[start of Exercise input]

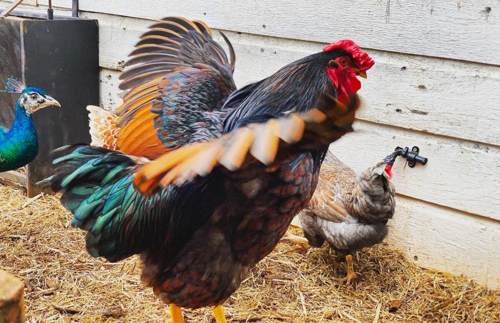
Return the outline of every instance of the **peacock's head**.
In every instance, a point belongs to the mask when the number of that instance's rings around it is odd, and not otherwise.
[[[18,102],[27,114],[31,114],[35,111],[48,106],[61,106],[56,100],[42,89],[34,86],[26,88],[14,78],[10,78],[7,81],[5,90],[21,94]]]

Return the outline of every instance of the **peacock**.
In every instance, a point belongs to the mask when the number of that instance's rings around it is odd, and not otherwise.
[[[38,154],[38,136],[32,114],[48,106],[60,104],[38,88],[26,87],[10,78],[5,92],[20,93],[16,119],[8,131],[0,126],[0,172],[16,170],[30,162]]]

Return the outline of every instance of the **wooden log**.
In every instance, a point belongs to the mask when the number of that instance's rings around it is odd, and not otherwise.
[[[0,323],[24,323],[24,285],[13,276],[0,270]]]

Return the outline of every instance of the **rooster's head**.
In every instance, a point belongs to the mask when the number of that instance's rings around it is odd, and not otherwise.
[[[349,40],[326,45],[323,52],[329,58],[326,67],[328,76],[335,86],[339,100],[345,102],[350,94],[361,88],[361,82],[356,76],[366,78],[366,70],[375,62]]]

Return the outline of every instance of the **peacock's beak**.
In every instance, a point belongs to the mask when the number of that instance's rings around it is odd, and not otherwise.
[[[358,76],[361,76],[363,78],[366,78],[366,74],[362,71],[359,68],[354,68],[354,72],[356,72],[356,75]]]
[[[57,100],[54,99],[52,96],[47,96],[45,98],[45,105],[46,106],[56,106],[61,107],[60,104],[59,103]]]

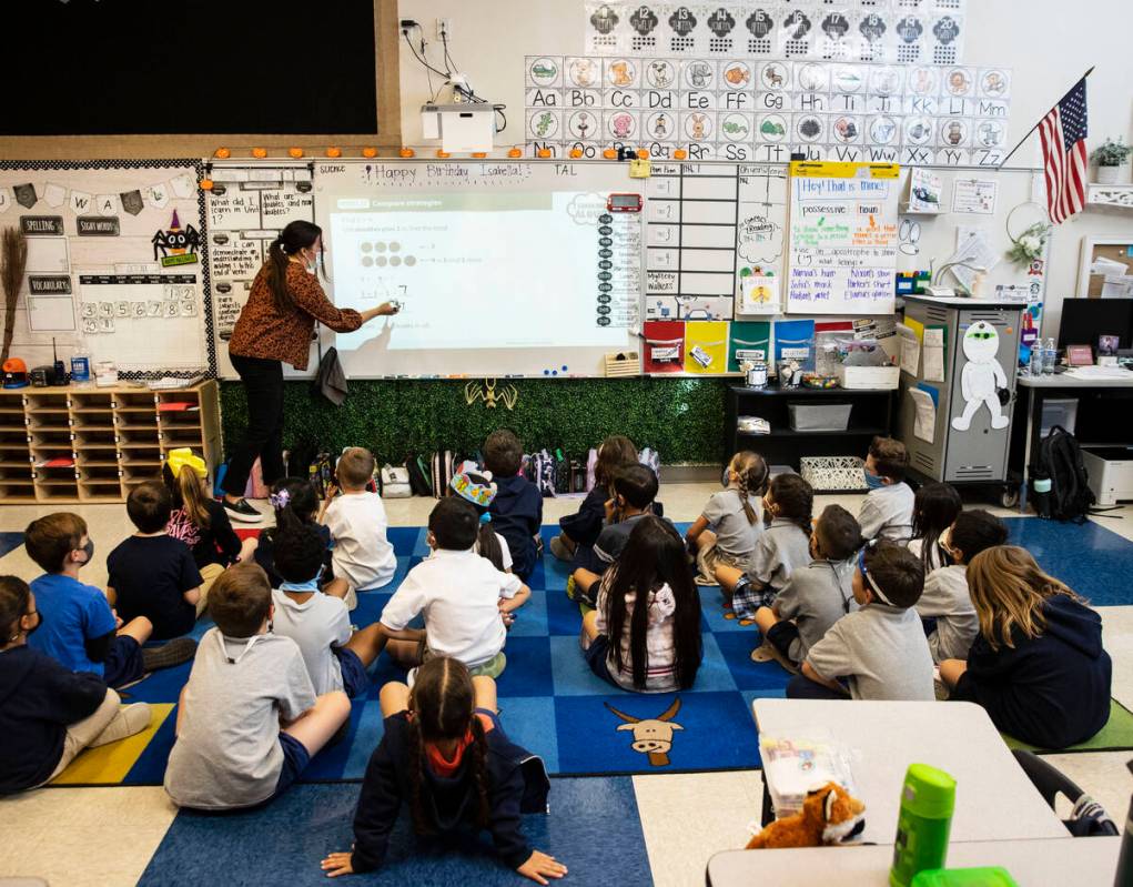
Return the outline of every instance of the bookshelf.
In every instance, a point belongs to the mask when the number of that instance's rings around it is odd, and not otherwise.
[[[161,477],[170,450],[189,446],[215,472],[221,458],[216,382],[146,387],[0,390],[0,502],[125,502]]]

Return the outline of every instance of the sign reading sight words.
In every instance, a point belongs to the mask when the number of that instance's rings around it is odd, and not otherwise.
[[[900,167],[791,164],[789,314],[892,314]]]

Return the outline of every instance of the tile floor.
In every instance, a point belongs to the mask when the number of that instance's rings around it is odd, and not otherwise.
[[[664,484],[665,513],[676,521],[693,520],[710,484]],[[859,495],[816,497],[816,513],[837,502],[857,513]],[[259,503],[266,510],[266,503]],[[393,526],[421,526],[432,500],[386,502]],[[548,500],[544,520],[577,509],[571,498]],[[87,581],[107,579],[107,553],[131,530],[120,505],[76,506],[95,539],[94,563]],[[1003,517],[1016,511],[989,509]],[[0,531],[22,530],[53,509],[14,505],[0,509]],[[1097,522],[1133,540],[1133,508],[1110,512]],[[1104,569],[1104,568],[1102,568]],[[34,578],[39,570],[23,547],[0,557],[0,573]],[[1114,697],[1133,708],[1133,606],[1101,607],[1105,645],[1114,659]],[[1098,799],[1115,818],[1128,807],[1131,781],[1125,752],[1050,756],[1048,760]],[[657,887],[704,884],[708,859],[722,850],[742,846],[748,824],[760,816],[761,775],[733,771],[695,775],[634,776],[641,828],[653,880]],[[0,877],[39,876],[68,887],[118,887],[136,884],[176,816],[156,787],[48,788],[0,799]],[[112,824],[112,835],[108,834]],[[565,852],[560,855],[569,855]],[[568,859],[569,864],[569,859]]]

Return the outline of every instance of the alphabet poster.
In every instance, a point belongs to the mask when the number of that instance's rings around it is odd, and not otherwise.
[[[792,163],[787,313],[892,314],[900,170]]]

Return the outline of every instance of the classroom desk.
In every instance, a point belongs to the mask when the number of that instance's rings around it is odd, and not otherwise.
[[[1015,762],[991,718],[972,702],[868,702],[757,699],[760,733],[815,736],[849,747],[855,796],[866,802],[862,839],[893,844],[910,764],[956,781],[953,841],[1066,837],[1066,828]]]
[[[1117,870],[1119,837],[1054,841],[969,841],[948,846],[954,869],[1002,865],[1023,887],[1109,887]],[[830,887],[832,884],[888,887],[892,846],[729,850],[708,860],[709,887]]]
[[[1133,446],[1126,413],[1133,406],[1133,373],[1128,378],[1074,378],[1065,373],[1049,376],[1020,375],[1019,386],[1026,392],[1016,404],[1012,428],[1008,466],[1023,478],[1019,492],[1019,510],[1026,510],[1028,470],[1039,452],[1042,440],[1042,403],[1048,398],[1077,398],[1077,429],[1074,435],[1082,446]],[[1019,408],[1026,421],[1019,420]]]

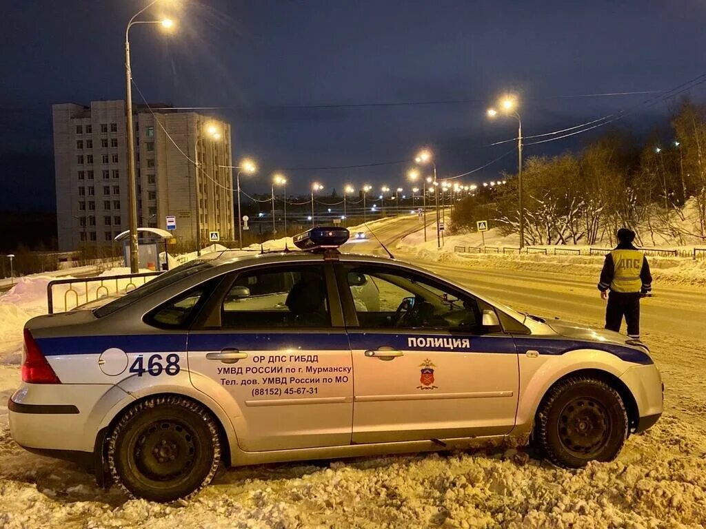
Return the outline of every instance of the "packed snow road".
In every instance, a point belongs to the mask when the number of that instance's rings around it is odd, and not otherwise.
[[[414,220],[376,233],[387,244],[414,228]],[[377,245],[356,244],[349,251]],[[604,302],[589,278],[426,266],[519,310],[602,322]],[[570,471],[506,448],[270,465],[221,471],[196,498],[164,506],[127,500],[116,487],[104,492],[77,466],[24,451],[9,438],[4,414],[0,525],[703,528],[706,291],[659,284],[655,290],[657,297],[643,303],[642,334],[662,370],[666,413],[646,433],[630,437],[612,463]],[[16,365],[0,368],[3,398],[18,376]]]

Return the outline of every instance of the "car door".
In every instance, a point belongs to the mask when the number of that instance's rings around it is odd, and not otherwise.
[[[240,447],[349,444],[352,363],[330,265],[246,269],[214,298],[189,333],[189,370],[220,394]]]
[[[353,355],[354,443],[512,430],[517,356],[499,325],[483,326],[492,307],[398,265],[346,264],[337,275]]]

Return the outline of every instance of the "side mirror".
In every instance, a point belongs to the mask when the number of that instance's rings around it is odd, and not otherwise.
[[[250,288],[247,286],[237,286],[230,289],[228,297],[232,299],[250,297]]]
[[[362,286],[368,282],[368,278],[364,274],[357,272],[348,272],[348,284],[351,286]]]
[[[483,311],[483,327],[499,327],[500,320],[494,310],[486,309]]]

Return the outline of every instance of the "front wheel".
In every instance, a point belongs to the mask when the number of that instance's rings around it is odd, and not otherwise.
[[[610,461],[628,437],[618,392],[602,380],[576,377],[552,388],[540,406],[537,439],[547,458],[570,468]]]
[[[172,501],[213,478],[220,462],[217,425],[193,401],[150,397],[120,418],[107,456],[111,475],[128,496]]]

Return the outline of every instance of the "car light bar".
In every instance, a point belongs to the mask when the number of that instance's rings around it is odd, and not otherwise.
[[[313,251],[327,248],[337,248],[348,241],[350,233],[345,228],[334,226],[311,229],[295,235],[294,245],[299,250]]]

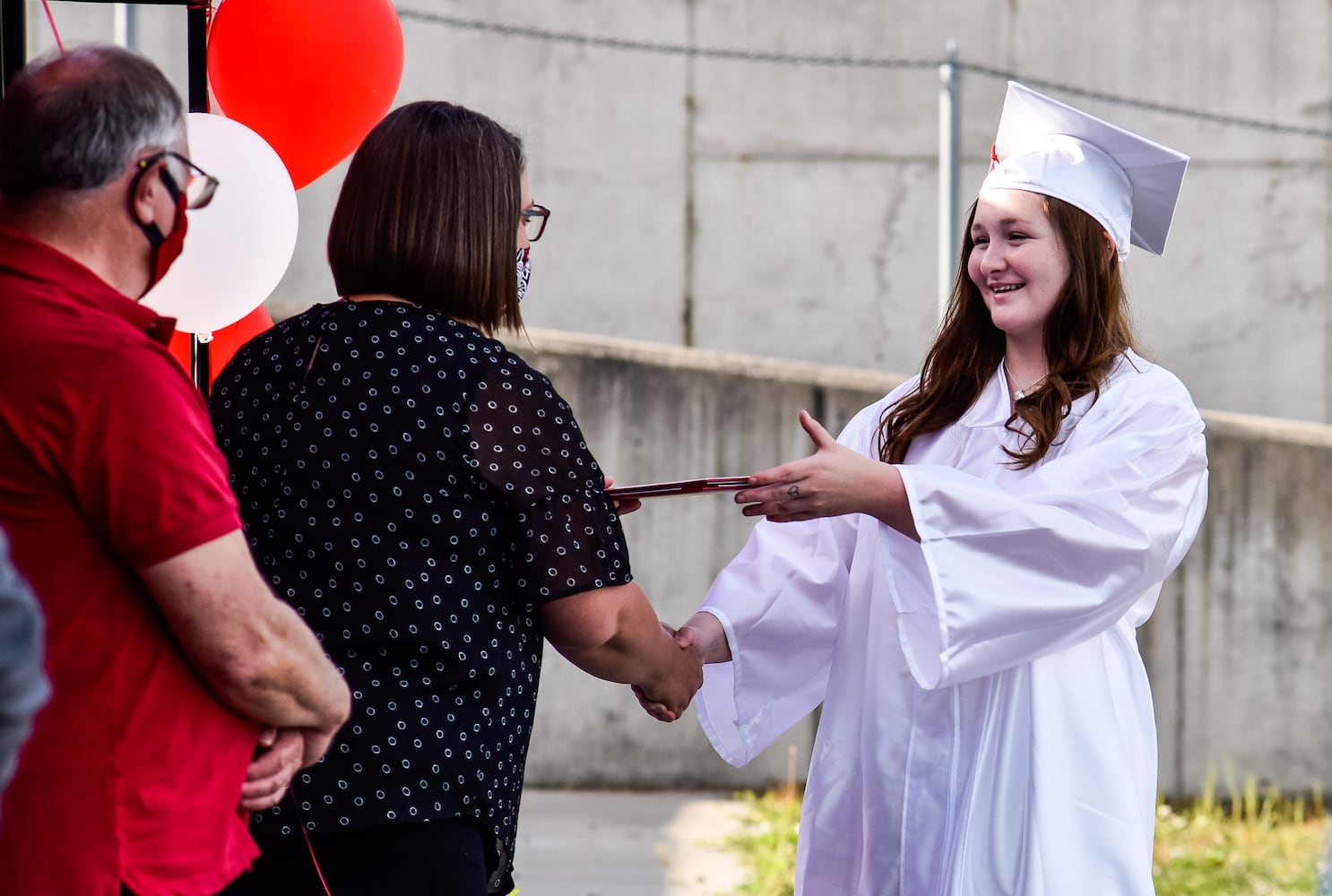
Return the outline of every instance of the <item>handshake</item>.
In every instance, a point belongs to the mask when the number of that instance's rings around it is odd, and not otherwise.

[end of Exercise input]

What is expected
Write out exactly the lines of the entries above that run from the line containing "of the <item>handshake</item>." through the last line, including both.

Full output
Return the outline of every instance of the <item>handshake</item>.
In every instance, a point belongs to the mask when the number of that instance's rings around it is odd, and not otherwise.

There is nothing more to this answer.